§ What needs to be done:
List each line from the entries below that contains the string "jacket", copying every such line in full. Treat case as significant.

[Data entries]
^^^^
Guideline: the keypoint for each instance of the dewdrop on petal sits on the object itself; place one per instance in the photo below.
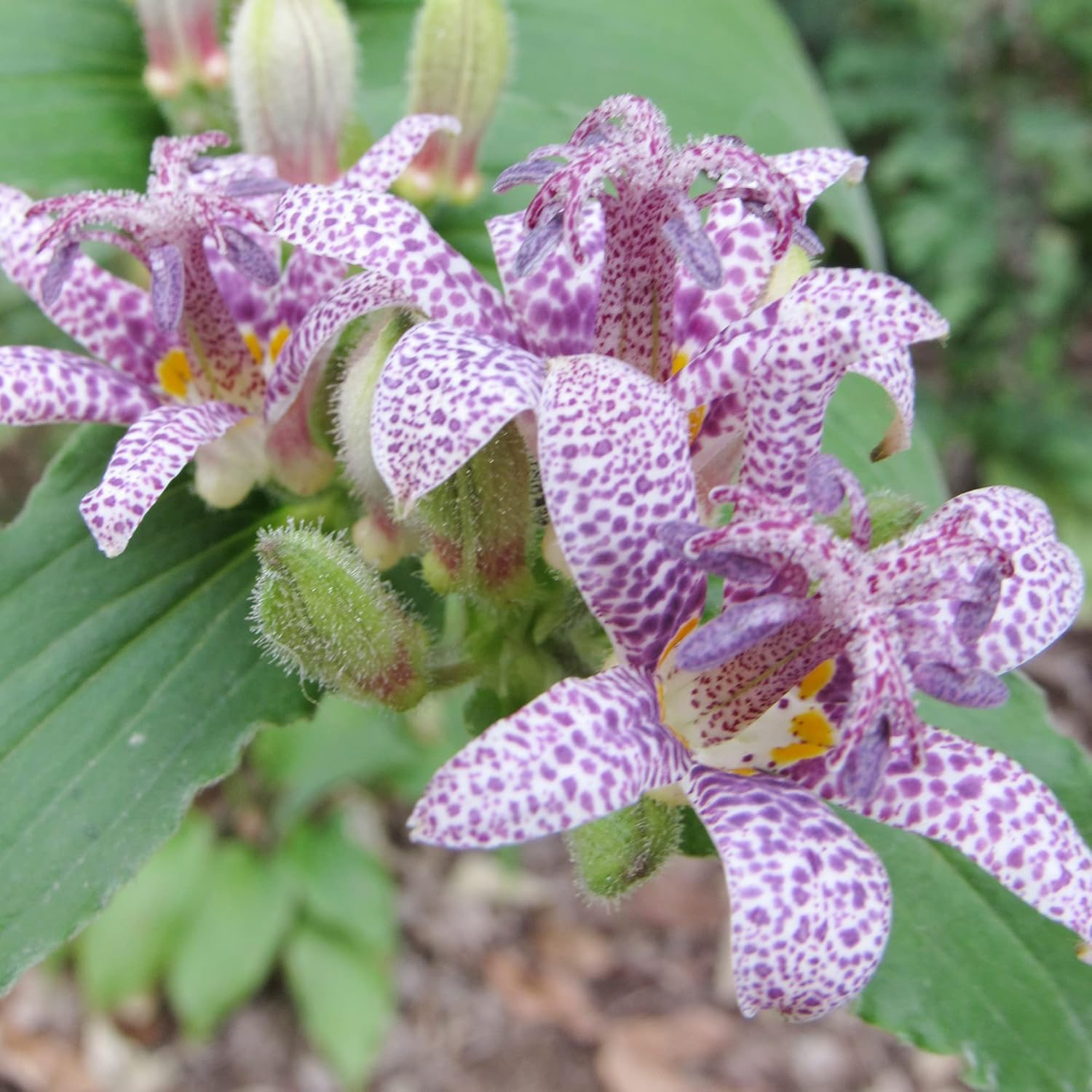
(319, 609)
(458, 66)
(292, 80)
(183, 43)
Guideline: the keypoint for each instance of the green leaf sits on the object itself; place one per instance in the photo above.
(74, 111)
(347, 742)
(969, 968)
(126, 949)
(345, 1000)
(126, 686)
(855, 422)
(344, 888)
(737, 68)
(231, 946)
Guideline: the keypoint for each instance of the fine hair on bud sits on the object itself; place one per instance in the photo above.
(616, 854)
(319, 609)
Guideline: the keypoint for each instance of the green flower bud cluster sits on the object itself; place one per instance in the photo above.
(318, 609)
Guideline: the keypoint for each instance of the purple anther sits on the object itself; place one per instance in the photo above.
(866, 762)
(695, 249)
(537, 245)
(738, 628)
(735, 567)
(829, 484)
(256, 187)
(250, 258)
(524, 173)
(974, 616)
(168, 284)
(974, 688)
(58, 272)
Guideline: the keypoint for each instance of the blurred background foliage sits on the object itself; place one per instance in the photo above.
(978, 119)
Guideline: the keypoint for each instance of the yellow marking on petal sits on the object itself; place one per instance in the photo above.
(174, 373)
(697, 416)
(255, 345)
(812, 727)
(816, 679)
(277, 342)
(684, 630)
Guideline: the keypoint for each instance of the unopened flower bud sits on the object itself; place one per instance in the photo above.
(292, 80)
(893, 515)
(183, 43)
(615, 854)
(320, 609)
(458, 66)
(478, 521)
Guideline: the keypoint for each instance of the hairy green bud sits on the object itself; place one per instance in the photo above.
(292, 65)
(478, 522)
(318, 609)
(458, 66)
(616, 854)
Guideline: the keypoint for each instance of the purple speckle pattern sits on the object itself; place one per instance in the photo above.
(440, 397)
(781, 366)
(994, 812)
(810, 902)
(360, 295)
(390, 236)
(1040, 601)
(109, 317)
(814, 170)
(146, 460)
(555, 306)
(613, 454)
(392, 153)
(583, 749)
(45, 386)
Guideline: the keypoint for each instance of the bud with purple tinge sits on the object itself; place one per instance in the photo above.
(293, 67)
(458, 66)
(183, 43)
(320, 609)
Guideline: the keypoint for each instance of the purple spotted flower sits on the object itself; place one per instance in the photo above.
(185, 363)
(976, 591)
(810, 902)
(576, 273)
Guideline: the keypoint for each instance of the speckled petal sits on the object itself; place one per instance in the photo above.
(994, 812)
(109, 317)
(814, 170)
(364, 293)
(613, 450)
(390, 236)
(441, 397)
(392, 153)
(555, 306)
(1042, 598)
(810, 902)
(583, 749)
(146, 460)
(44, 386)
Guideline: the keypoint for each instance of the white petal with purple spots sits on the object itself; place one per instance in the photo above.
(583, 749)
(146, 460)
(441, 397)
(613, 450)
(810, 902)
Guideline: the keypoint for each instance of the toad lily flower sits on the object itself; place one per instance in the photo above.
(976, 591)
(186, 362)
(450, 386)
(810, 902)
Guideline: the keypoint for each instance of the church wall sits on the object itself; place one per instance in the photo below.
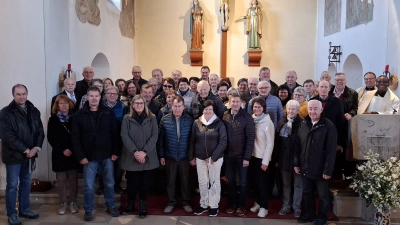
(288, 43)
(368, 41)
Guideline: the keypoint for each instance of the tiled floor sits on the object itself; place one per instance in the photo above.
(48, 216)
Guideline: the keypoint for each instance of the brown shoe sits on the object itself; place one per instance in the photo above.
(231, 209)
(240, 211)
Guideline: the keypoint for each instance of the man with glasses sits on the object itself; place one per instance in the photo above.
(380, 101)
(274, 105)
(349, 99)
(369, 80)
(137, 76)
(333, 110)
(83, 85)
(265, 74)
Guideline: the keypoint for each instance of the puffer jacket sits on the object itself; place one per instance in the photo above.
(241, 134)
(169, 146)
(208, 140)
(196, 106)
(315, 150)
(285, 146)
(95, 141)
(19, 133)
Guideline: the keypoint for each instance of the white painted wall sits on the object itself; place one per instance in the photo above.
(39, 38)
(288, 43)
(368, 41)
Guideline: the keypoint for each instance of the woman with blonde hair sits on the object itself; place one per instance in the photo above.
(64, 163)
(139, 134)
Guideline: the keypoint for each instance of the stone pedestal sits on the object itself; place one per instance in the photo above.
(254, 57)
(196, 57)
(379, 133)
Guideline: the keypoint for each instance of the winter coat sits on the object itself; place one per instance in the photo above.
(19, 133)
(139, 137)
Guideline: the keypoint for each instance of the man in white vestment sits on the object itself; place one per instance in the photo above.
(380, 101)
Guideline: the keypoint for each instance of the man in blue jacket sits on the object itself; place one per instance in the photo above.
(173, 148)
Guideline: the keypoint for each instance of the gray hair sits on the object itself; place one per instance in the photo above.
(112, 87)
(319, 104)
(263, 82)
(293, 103)
(300, 90)
(69, 78)
(203, 82)
(157, 70)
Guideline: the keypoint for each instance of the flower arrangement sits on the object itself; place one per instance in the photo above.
(378, 181)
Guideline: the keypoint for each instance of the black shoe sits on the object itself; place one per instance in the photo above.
(88, 216)
(213, 212)
(118, 190)
(113, 212)
(99, 191)
(28, 214)
(306, 218)
(200, 210)
(143, 209)
(129, 208)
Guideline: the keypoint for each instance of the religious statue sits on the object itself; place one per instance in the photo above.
(196, 26)
(224, 11)
(254, 20)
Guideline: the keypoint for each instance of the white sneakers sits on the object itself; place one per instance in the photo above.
(255, 207)
(261, 211)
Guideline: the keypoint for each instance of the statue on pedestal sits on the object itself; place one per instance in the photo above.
(224, 11)
(196, 26)
(254, 22)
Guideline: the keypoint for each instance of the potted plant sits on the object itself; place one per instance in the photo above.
(378, 182)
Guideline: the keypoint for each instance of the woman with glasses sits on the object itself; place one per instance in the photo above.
(64, 163)
(167, 84)
(131, 89)
(263, 146)
(299, 94)
(97, 83)
(139, 134)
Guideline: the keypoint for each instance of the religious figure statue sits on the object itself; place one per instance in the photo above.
(196, 26)
(224, 11)
(254, 20)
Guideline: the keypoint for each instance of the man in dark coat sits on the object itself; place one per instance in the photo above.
(349, 99)
(173, 151)
(333, 111)
(240, 130)
(22, 137)
(314, 159)
(96, 144)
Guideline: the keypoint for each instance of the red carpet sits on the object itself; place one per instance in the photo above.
(156, 204)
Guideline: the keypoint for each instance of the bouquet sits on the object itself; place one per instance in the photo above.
(378, 182)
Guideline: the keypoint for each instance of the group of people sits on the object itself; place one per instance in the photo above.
(258, 129)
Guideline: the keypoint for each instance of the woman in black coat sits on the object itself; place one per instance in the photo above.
(64, 164)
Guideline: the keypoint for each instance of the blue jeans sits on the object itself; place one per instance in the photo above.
(233, 164)
(89, 175)
(14, 172)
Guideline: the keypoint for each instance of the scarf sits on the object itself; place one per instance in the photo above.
(257, 119)
(64, 118)
(286, 130)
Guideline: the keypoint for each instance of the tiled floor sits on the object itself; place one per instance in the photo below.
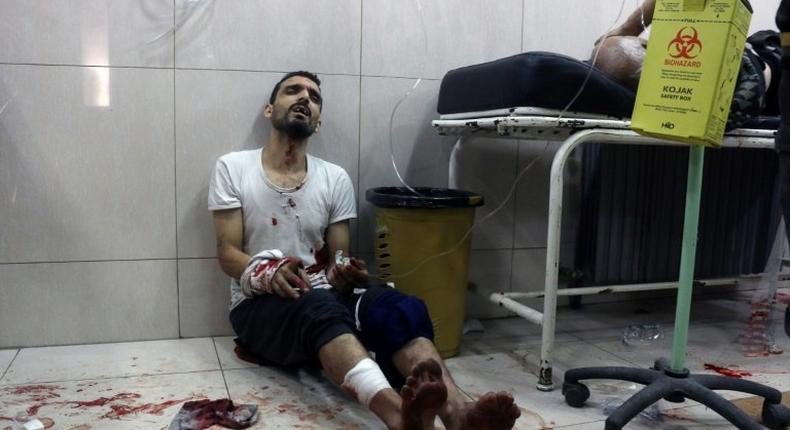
^^^^
§ Full response:
Guideline: the keypoint for each instance of the puffer jacket sits on the object itself; place one per instance in the photo above.
Guideline: the keypoint for each instance of the man in blue jacket sits on the object itself; place one per instance in the photo above.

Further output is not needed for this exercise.